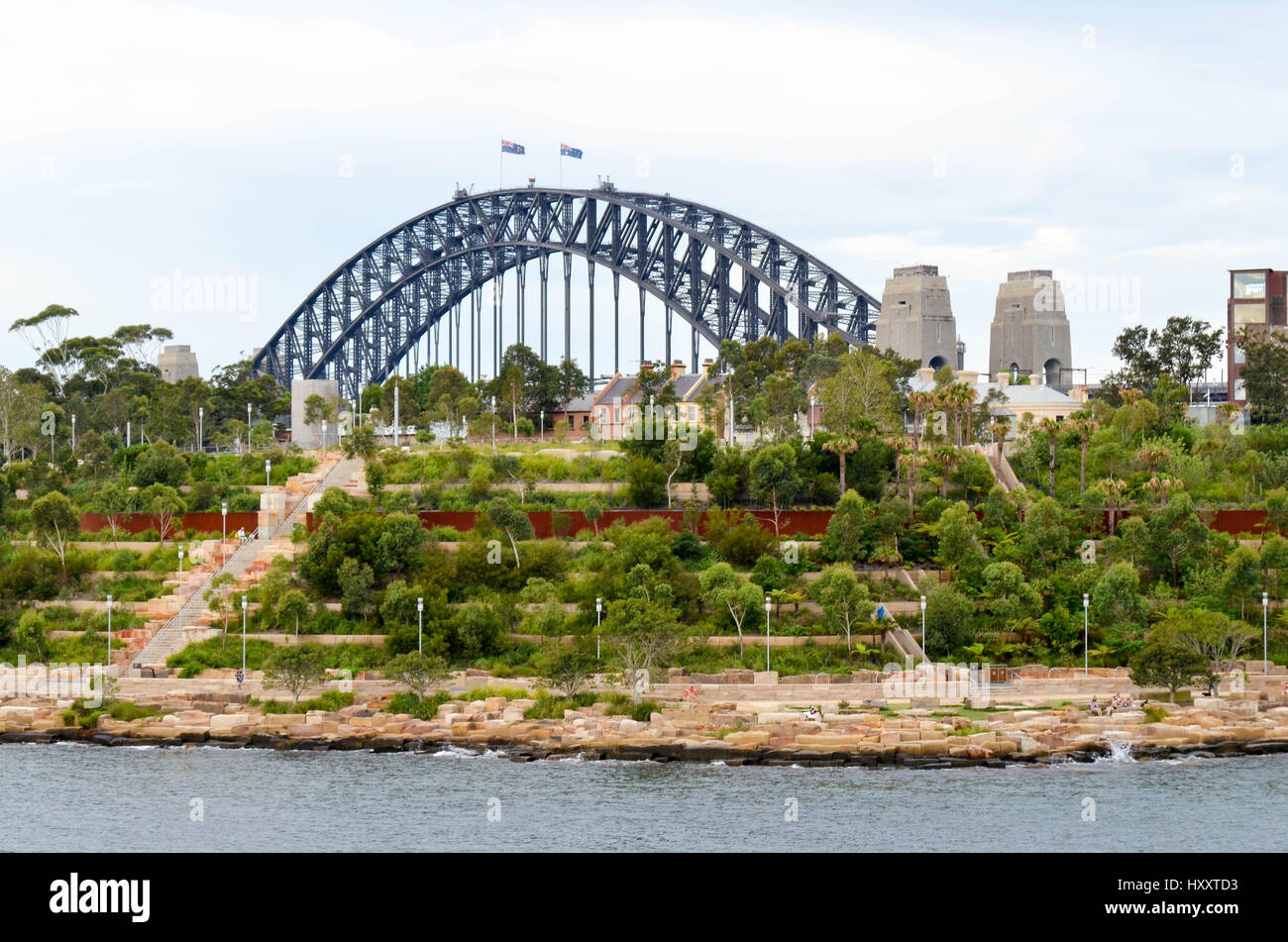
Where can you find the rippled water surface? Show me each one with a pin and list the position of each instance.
(88, 798)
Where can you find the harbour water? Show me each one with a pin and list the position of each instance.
(90, 798)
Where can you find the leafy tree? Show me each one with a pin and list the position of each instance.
(416, 672)
(1241, 576)
(291, 607)
(645, 482)
(54, 520)
(219, 598)
(295, 668)
(642, 633)
(948, 619)
(1168, 665)
(844, 600)
(1210, 635)
(862, 390)
(738, 537)
(506, 516)
(851, 532)
(774, 477)
(163, 503)
(356, 581)
(1116, 600)
(724, 589)
(570, 672)
(958, 541)
(728, 477)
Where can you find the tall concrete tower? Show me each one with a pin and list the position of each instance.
(915, 317)
(1030, 330)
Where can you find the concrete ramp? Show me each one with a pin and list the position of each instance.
(905, 645)
(1003, 471)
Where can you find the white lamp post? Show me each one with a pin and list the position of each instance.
(1265, 633)
(767, 635)
(923, 655)
(1086, 654)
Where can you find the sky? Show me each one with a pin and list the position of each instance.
(1137, 152)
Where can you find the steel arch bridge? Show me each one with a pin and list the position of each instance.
(725, 276)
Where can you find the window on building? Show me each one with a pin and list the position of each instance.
(1249, 284)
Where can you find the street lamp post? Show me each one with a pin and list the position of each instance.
(1086, 654)
(1265, 633)
(767, 635)
(923, 655)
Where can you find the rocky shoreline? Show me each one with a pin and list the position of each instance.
(729, 734)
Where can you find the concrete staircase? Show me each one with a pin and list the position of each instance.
(1003, 471)
(170, 637)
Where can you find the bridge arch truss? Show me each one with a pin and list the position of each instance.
(722, 275)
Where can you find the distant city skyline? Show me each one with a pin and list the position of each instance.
(1122, 150)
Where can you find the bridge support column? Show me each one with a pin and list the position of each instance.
(497, 318)
(544, 270)
(519, 273)
(567, 305)
(590, 283)
(668, 336)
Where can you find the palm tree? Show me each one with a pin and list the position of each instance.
(1085, 424)
(841, 447)
(1050, 427)
(1153, 456)
(1115, 489)
(919, 403)
(967, 398)
(911, 464)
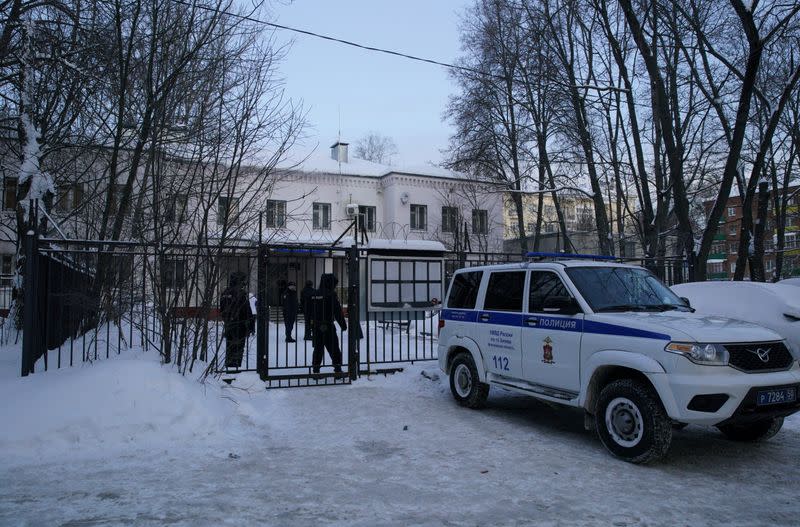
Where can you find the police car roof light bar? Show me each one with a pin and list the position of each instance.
(567, 256)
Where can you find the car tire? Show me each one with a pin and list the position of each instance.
(632, 423)
(466, 386)
(750, 432)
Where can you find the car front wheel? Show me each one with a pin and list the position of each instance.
(465, 384)
(632, 423)
(756, 431)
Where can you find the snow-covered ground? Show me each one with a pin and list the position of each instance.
(125, 441)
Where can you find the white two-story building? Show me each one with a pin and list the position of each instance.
(317, 199)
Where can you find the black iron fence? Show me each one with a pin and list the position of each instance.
(89, 300)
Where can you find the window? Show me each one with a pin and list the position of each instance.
(449, 219)
(116, 197)
(173, 273)
(368, 215)
(10, 193)
(620, 289)
(227, 210)
(70, 197)
(322, 216)
(464, 291)
(544, 286)
(419, 217)
(505, 291)
(6, 269)
(175, 208)
(276, 213)
(480, 221)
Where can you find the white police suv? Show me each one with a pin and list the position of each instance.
(613, 339)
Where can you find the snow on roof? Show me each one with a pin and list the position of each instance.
(320, 161)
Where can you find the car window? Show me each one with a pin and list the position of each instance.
(623, 289)
(544, 285)
(505, 291)
(464, 291)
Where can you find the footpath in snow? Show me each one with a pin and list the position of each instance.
(126, 441)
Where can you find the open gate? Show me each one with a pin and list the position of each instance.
(285, 334)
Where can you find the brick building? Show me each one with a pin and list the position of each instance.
(722, 259)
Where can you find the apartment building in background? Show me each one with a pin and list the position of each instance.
(722, 260)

:::

▶ [DIRECTION]: The pictures should not be reproduced; quote all of the other material exactly.

▶ [FINAL RESULT]:
Where can you find the rippled water surface? Show me each one with a pin and list the position of each instance.
(88, 798)
Where can you find the harbour water? Show me each one with a pin and list the position of each instance.
(90, 798)
Where can you find the leafy tree? Show me each one with a pin and list the position of each instance.
(416, 672)
(1241, 576)
(291, 607)
(645, 482)
(54, 520)
(219, 598)
(295, 668)
(642, 633)
(948, 619)
(1168, 665)
(844, 600)
(1210, 635)
(862, 390)
(738, 537)
(506, 516)
(851, 532)
(774, 477)
(163, 503)
(356, 581)
(1116, 600)
(724, 589)
(570, 672)
(958, 541)
(728, 477)
Where can you find the tall concrete tower? Show me each one with a pin and list the position of each instance.
(915, 317)
(1030, 330)
Where can you find the concrete ramp? Show me each one with a pin and list the position of each instance.
(905, 645)
(1003, 471)
Where can you find the white lamp post? Show me each one with a pin and list the position of each instance.
(1265, 633)
(767, 635)
(923, 655)
(1086, 654)
Where can you find the sky? Show me each one with a pin and list the position of each instance.
(1137, 152)
Where can you find the steel arch bridge? Show me each one with a pin and list the position of each instance.
(725, 276)
Where can you find the window on building? Show me each one with a pin and list the position of each instance.
(1249, 284)
Where can you find the street lamp post? Show me each one with a pin and list the position of each instance.
(1086, 654)
(1265, 633)
(767, 635)
(923, 655)
Where can you find the rocky shoreline? Show me each one with a pin and list the position of each instance.
(729, 734)
Where can you find the concrete staircase? Show me each one with a pin and list the position of each instance.
(1003, 471)
(170, 637)
Where can you find the bridge arch truss? Show me each one with a pin and list the position of each instance.
(722, 275)
Where can you find the distant city skyline? Show me each one with a pin and list the position of each instance.
(1122, 150)
Where can you find the bridge support column? Show me each one with a pin and list the position of each instance.
(497, 318)
(544, 270)
(519, 273)
(567, 305)
(590, 283)
(668, 336)
Where can you find the palm tree? Show me each one with a pin and list the position of each instance.
(1085, 424)
(841, 447)
(1050, 427)
(1153, 456)
(1115, 489)
(919, 403)
(967, 398)
(911, 464)
Where can you find the police car roof light bar? Show me each one with a pin and list the position of each instance.
(567, 256)
Where can you find the car tire? Show me each one with a pin and list the position of each instance.
(632, 423)
(466, 386)
(750, 432)
Where can you find the car front wheel? Show me each one with a pin and list the position of each instance.
(465, 384)
(632, 423)
(756, 431)
Where can you find the snow-covered ground? Show me each one with a pin and list the position of each instance.
(125, 441)
Where can you find the white two-story building? Show me each one with a pin and list the position of each instance.
(317, 199)
Where can you find the black iron fence? Show me each one with a pin and list the position of each instance.
(89, 300)
Where can you find the window? Show me each one with a pin and list the position of each instance.
(449, 219)
(116, 197)
(173, 273)
(368, 215)
(10, 193)
(620, 289)
(227, 210)
(70, 197)
(322, 216)
(464, 291)
(544, 286)
(419, 217)
(505, 291)
(6, 269)
(175, 208)
(276, 213)
(480, 221)
Where can you find the white police suv? Show me each one with a pin and list the position of each instance.
(613, 339)
Where can you find the snow on roof? Show me each one with a pin and list the position of each instance.
(320, 161)
Where can you find the car window? Show me each one with a pin and list the position of each instance.
(623, 289)
(544, 285)
(505, 291)
(464, 291)
Where can you find the footpath in snow? Show me each one with a pin and list the position of each instance.
(126, 441)
Where can you find the open gate? Show me each one with a pin and list the position of each instance.
(285, 334)
Where can you find the brick building? Show me each one with a pin and list the position of each instance.
(722, 259)
Where can you find the apartment building in background? Show me each one with a pin and list the position of each instance.
(722, 260)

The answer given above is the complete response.